**What is being asked**
Transcribe only the lines of the listing below from the one holding "Target: forehead" through the one holding "Target: man's face", inclusive, without any change.

**Records for processing**
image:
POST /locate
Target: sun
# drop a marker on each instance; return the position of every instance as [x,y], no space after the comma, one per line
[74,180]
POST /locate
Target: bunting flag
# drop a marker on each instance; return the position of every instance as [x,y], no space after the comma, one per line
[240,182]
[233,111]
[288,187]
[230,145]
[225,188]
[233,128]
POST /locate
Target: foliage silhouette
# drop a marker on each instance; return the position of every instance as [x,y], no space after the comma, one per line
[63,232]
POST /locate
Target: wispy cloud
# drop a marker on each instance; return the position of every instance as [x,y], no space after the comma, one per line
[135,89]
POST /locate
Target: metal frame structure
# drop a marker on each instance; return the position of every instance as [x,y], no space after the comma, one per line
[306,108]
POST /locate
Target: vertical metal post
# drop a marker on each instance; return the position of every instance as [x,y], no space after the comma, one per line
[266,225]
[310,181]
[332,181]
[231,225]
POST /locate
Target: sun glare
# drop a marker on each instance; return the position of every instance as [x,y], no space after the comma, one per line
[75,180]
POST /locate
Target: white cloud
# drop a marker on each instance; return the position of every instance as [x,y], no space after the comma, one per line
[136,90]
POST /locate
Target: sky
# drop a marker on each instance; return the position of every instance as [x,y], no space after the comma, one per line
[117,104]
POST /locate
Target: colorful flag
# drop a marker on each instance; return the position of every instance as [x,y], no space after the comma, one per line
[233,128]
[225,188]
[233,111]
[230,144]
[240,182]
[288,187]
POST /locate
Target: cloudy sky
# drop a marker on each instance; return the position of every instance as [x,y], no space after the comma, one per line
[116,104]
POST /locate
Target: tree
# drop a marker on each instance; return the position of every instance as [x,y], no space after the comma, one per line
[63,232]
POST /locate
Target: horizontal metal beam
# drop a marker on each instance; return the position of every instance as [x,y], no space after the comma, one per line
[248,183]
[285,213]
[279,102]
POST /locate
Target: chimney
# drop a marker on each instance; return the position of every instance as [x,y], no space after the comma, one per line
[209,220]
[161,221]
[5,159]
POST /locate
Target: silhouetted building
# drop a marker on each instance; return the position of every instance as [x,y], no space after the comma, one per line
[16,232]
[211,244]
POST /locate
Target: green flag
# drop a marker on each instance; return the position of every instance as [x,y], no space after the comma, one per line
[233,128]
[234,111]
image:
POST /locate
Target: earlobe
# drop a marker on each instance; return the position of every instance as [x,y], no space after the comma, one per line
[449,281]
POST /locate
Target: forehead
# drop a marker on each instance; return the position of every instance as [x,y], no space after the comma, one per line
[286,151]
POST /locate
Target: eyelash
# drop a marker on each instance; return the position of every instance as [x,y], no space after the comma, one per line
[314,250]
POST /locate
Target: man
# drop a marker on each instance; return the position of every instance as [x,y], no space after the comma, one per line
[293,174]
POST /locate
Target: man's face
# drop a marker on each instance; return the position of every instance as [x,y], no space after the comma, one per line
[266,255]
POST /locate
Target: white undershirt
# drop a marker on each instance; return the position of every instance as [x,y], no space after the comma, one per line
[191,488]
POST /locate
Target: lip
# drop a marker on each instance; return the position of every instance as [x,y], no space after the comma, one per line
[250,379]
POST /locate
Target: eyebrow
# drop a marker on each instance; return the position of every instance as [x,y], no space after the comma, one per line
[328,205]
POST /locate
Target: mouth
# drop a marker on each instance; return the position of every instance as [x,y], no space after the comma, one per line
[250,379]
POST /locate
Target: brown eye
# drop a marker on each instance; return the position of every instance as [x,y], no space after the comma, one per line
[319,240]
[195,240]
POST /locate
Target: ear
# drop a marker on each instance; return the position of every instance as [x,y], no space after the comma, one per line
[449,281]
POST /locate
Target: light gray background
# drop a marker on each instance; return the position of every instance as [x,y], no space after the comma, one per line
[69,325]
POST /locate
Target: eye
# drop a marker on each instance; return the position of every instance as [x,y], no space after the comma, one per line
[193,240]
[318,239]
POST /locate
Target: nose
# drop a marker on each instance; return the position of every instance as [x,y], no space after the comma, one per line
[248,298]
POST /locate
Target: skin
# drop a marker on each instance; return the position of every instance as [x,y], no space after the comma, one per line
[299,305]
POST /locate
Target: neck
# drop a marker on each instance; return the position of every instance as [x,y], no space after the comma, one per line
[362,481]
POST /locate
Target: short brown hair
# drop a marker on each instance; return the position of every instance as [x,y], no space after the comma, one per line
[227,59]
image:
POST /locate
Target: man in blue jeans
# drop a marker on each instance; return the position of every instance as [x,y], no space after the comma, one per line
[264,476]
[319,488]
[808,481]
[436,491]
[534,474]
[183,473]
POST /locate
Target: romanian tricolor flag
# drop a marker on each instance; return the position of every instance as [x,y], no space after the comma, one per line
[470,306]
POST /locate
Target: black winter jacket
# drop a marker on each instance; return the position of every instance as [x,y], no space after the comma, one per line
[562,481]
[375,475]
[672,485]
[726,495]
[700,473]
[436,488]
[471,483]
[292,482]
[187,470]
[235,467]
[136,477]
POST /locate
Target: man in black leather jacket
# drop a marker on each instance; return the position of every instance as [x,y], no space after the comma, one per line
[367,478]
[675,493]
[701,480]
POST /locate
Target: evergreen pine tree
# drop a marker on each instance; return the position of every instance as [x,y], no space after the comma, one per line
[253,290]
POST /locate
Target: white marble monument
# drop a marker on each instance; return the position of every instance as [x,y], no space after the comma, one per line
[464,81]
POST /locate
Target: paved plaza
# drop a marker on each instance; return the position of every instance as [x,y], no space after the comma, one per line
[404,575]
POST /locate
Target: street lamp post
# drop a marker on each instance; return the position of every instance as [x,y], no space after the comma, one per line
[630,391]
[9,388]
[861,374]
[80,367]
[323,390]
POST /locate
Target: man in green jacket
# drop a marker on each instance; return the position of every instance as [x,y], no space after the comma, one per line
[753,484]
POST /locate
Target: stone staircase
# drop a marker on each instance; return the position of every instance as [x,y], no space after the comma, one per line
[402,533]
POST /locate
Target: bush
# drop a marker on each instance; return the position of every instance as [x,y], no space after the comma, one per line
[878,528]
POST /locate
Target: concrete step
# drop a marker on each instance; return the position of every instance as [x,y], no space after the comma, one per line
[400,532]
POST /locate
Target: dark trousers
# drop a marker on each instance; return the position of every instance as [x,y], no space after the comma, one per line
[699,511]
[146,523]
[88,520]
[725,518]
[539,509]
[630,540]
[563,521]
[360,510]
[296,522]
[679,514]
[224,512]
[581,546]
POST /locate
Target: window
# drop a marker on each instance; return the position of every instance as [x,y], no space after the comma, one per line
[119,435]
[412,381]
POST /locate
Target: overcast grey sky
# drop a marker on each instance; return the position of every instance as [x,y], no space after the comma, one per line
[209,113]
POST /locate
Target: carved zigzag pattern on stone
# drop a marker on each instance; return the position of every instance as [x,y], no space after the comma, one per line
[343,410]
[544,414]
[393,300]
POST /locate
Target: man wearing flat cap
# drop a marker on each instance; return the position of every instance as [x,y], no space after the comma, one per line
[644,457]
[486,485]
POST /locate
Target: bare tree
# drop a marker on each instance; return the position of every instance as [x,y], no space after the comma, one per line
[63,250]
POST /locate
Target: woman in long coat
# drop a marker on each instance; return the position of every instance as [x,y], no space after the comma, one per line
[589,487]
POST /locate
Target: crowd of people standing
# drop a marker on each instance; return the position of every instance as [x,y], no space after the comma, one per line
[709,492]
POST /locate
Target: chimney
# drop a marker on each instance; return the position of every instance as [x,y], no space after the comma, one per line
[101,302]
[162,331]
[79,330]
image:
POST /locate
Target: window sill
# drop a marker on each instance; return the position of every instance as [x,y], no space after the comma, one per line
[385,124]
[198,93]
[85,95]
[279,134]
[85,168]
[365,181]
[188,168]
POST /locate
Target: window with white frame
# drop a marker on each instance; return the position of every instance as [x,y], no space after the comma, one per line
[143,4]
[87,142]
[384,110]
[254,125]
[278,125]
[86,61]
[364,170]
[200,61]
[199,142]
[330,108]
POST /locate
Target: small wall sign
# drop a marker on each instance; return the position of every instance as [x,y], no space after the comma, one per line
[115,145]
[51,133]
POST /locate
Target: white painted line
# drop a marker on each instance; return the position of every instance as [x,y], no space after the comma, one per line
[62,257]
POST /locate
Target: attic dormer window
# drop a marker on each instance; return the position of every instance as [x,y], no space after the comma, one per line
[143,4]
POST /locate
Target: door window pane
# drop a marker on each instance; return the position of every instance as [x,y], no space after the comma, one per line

**Result of the task**
Target: forehead
# drop a marker on each instance; return the position of every instance as [x,y], no space after the comma, one per line
[286,151]
POST /locate
Target: eyelash
# drop a marker on each instance; return the position of every instance as [x,y], no space after the comma, one per line
[314,250]
POST /locate
Target: man
# drop a marker on each instance; return the position of every instance as [x,y], no space after the comma, one per line
[293,174]
POST /locate
Target: man's face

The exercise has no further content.